Actually, I opened - https://issues.apache.org/jira/browse/SPARK-21093.

2017-06-14 17:08 GMT+09:00 Hyukjin Kwon <gurwls...@gmail.com>:

> For a shorter reproducer ...
>
>
> df <- createDataFrame(list(list(1L, 1, "1", 0.1)), c("a", "b", "c", "d"))
> collect(gapply(df, "a", function(key, x) { x }, schema(df)))
>
> And running the below multiple times (5~7):
>
> collect(gapply(df, "a", function(key, x) { x }, schema(df)))
>
> looks occasionally throwing an error.
>
>
> I will leave here and probably explain more information if a JIRA is open.
> This does not look a regression anyway.
>
>
>
> 2017-06-14 16:22 GMT+09:00 Hyukjin Kwon <gurwls...@gmail.com>:
>
>>
>> Per https://github.com/apache/spark/tree/v2.1.1,
>>
>> 1. CentOS 7.2.1511 / R 3.3.3 - this test hangs.
>>
>> I messed it up a bit while downgrading the R to 3.3.3 (It was an actual
>> machine not a VM) so it took me a while to re-try this.
>> I re-built this again and checked the R version is 3.3.3 at least. I hope
>> this one could double checked.
>>
>> Here is the self-reproducer:
>>
>> irisDF <- suppressWarnings(createDataFrame (iris))
>> schema <-  structType(structField("Sepal_Length", "double"),
>> structField("Avg", "double"))
>> df4 <- gapply(
>>   cols = "Sepal_Length",
>>   irisDF,
>>   function(key, x) {
>>     y <- data.frame(key, mean(x$Sepal_Width), stringsAsFactors = FALSE)
>>   },
>>   schema)
>> collect(df4)

**DATA SHOWN**
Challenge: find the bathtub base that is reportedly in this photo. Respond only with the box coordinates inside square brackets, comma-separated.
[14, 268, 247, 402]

**REQUIREMENTS**
(a) According to the gapply thread, why did it take a while to re-try the test on CentOS 7.2.1511 with R 3.3.3? Answer in one to three sentences.
(b) Quote the gapply thread word for word, beginning at the words "2017-06-14 17:08 GMT+09:00" and stopping after "throwing an error.".

**RESULTS OF THE TASKS**
(a) The writer messed things up while downgrading R to 3.3.3, and it was an actual machine rather than a VM. So the setup had to be re-built, and the writer checked that the R version was 3.3.3 before re-trying.

(b)
2017-06-14 17:08 GMT+09:00 Hyukjin Kwon <gurwls...@gmail.com>:

> For a shorter reproducer ...
>
>
> df <- createDataFrame(list(list(1L, 1, "1", 0.1)), c("a", "b", "c", "d"))
> collect(gapply(df, "a", function(key, x) { x }, schema(df)))
>
> And running the below multiple times (5~7):
>
> collect(gapply(df, "a", function(key, x) { x }, schema(df)))
>
> looks occasionally throwing an error.